When working on data analysis, raw data must be transformed in order to get real value over the information stored. 

In that case, we must be familiar with aggregation functions from SQL, so we can transform raw data into insights and value to orientate decision making.

Here we are going to explore some aggregation functions in order to answer some questions about the data we have.

In [44]:
leages_by_season = pd.read_sql("""
    SELECT 
        Country.name AS country_name, 
        League.name AS league_name, 
        season,
        count(distinct stage) AS matches_in_season,
        count(distinct HT.team_long_name) AS number_of_teams,
        avg(home_team_goal) AS avg_home_team_scors, 
        avg(away_team_goal) AS avg_away_team_goals, 
        avg(home_team_goal-away_team_goal) AS avg_goal_dif, 
        max(abs(home_team_goal-away_team_goal)) AS biggest_season_trash,
        avg(home_team_goal+away_team_goal) AS avg_goals, 
        sum(home_team_goal+away_team_goal) AS total_goals,
        max(home_team_goal+away_team_goal) AS max_goals_1match_season
    FROM `Match`
    JOIN Country 
        ON Country.id = `Match`.country_id
    JOIN League 
        ON League.id = `Match`.league_id
    LEFT JOIN Team AS HT 
        ON HT.team_api_id = Match.home_team_api_id
    WHERE Country.name in ('Spain', 'Germany', 'France', 'Italy', 'England')     /* filtering just the 5 biggest leagues from Europe */
    GROUP BY Country.name, League.name, season     /*We're aggregating the data by this 3 columns, computing the functions avg, count, sum and max*/
    HAVING count(distinct stage) > 10     /* selecting just seasons with more then 10 stages (rounds of matches by each club in the league in the season) */
    ORDER BY Country.name, League.name, season DESC     /*We are ordering the results by the country name (ascending), then by the league name (ascending) and by season (descending)*/
    ;""", conn)

leages_by_season.head()

Unnamed: 0,country_name,league_name,season,matches_in_season,number_of_teams,avg_home_team_scors,avg_away_team_goals,avg_goal_dif,biggest_season_trash,avg_goals,total_goals,max_goals_1match_season
0,England,England Premier League,2015/2016,38,20,1.4921,1.2079,0.2842,6,2.7,2052.0,9
1,England,England Premier League,2014/2015,38,20,1.4737,1.0921,0.3816,8,2.5658,1950.0,9
2,England,England Premier League,2013/2014,38,20,1.5737,1.1947,0.3789,7,2.7684,2104.0,9
3,England,England Premier League,2012/2013,38,20,1.5579,1.2395,0.3184,8,2.7974,2126.0,10
4,England,England Premier League,2011/2012,38,20,1.5895,1.2158,0.3737,6,2.8053,2132.0,10


# Subqueries and functions 

Sometimes, you've got to transform so much your raw data that many intermediate tables are needed.

◆ ◆ ◆

=== List of tasks ===
• a. In the SQL aggregation excerpt, which countries does the query's WHERE clause filter on?
• b. Please state whether each statement agrees with the SQL aggregation excerpt, answering yes or no and quoting the deciding words: (i) The query keeps only seasons with more than 10 stages. (ii) The results are ordered by season in ascending order. (iii) The Team table is joined with an inner join.
• c. Repeat the SQL aggregation excerpt word for word between "leages_by_season.head()" and "tables are needed.", inclusive.

=== Records supplied ===
◆ ◆ ◆

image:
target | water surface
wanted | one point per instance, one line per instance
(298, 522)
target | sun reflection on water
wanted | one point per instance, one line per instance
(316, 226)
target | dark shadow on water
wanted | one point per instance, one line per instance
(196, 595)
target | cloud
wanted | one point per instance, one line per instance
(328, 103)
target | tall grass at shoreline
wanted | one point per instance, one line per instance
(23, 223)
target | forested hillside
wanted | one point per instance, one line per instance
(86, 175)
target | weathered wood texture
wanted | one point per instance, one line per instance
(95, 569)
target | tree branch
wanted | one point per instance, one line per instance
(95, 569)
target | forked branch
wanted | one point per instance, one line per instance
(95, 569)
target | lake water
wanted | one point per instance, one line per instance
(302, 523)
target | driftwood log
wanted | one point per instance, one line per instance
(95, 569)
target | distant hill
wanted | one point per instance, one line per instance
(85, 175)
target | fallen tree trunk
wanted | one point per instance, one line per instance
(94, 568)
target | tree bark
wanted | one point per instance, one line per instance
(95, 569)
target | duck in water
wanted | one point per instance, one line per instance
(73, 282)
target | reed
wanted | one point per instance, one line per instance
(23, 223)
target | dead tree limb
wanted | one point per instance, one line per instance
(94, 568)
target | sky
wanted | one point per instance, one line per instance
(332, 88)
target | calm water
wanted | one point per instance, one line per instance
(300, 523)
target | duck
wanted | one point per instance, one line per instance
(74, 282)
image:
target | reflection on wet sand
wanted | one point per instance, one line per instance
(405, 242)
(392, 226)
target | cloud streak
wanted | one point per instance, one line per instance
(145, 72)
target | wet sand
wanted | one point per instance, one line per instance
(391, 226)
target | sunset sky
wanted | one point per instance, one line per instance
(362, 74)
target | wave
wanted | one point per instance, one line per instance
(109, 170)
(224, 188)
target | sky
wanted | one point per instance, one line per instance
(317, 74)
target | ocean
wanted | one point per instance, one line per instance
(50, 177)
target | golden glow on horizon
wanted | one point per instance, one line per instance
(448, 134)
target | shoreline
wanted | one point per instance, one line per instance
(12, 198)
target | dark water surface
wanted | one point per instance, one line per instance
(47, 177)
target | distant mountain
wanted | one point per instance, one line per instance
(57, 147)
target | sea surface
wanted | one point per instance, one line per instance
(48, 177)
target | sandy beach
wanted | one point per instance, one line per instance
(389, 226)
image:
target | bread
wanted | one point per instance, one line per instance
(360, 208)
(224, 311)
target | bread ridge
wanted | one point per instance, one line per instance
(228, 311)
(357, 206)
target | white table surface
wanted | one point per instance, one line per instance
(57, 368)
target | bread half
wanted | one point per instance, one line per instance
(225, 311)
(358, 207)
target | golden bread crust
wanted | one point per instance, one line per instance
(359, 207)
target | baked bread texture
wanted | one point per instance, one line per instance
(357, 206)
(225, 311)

◆ ◆ ◆

=== Worked solutions ===
• a. Spain, Germany, France, Italy, and England.

• b.
(i) Yes: "HAVING count(distinct stage) > 10"
(ii) No: "by season (descending)"
(iii) No: "LEFT JOIN Team AS HT"

• c.
leages_by_season.head()

Unnamed: 0,country_name,league_name,season,matches_in_season,number_of_teams,avg_home_team_scors,avg_away_team_goals,avg_goal_dif,biggest_season_trash,avg_goals,total_goals,max_goals_1match_season
0,England,England Premier League,2015/2016,38,20,1.4921,1.2079,0.2842,6,2.7,2052.0,9
1,England,England Premier League,2014/2015,38,20,1.4737,1.0921,0.3816,8,2.5658,1950.0,9
2,England,England Premier League,2013/2014,38,20,1.5737,1.1947,0.3789,7,2.7684,2104.0,9
3,England,England Premier League,2012/2013,38,20,1.5579,1.2395,0.3184,8,2.7974,2126.0,10
4,England,England Premier League,2011/2012,38,20,1.5895,1.2158,0.3737,6,2.8053,2132.0,10


# Subqueries and functions 

Sometimes, you've got to transform so much your raw data that many intermediate tables are needed.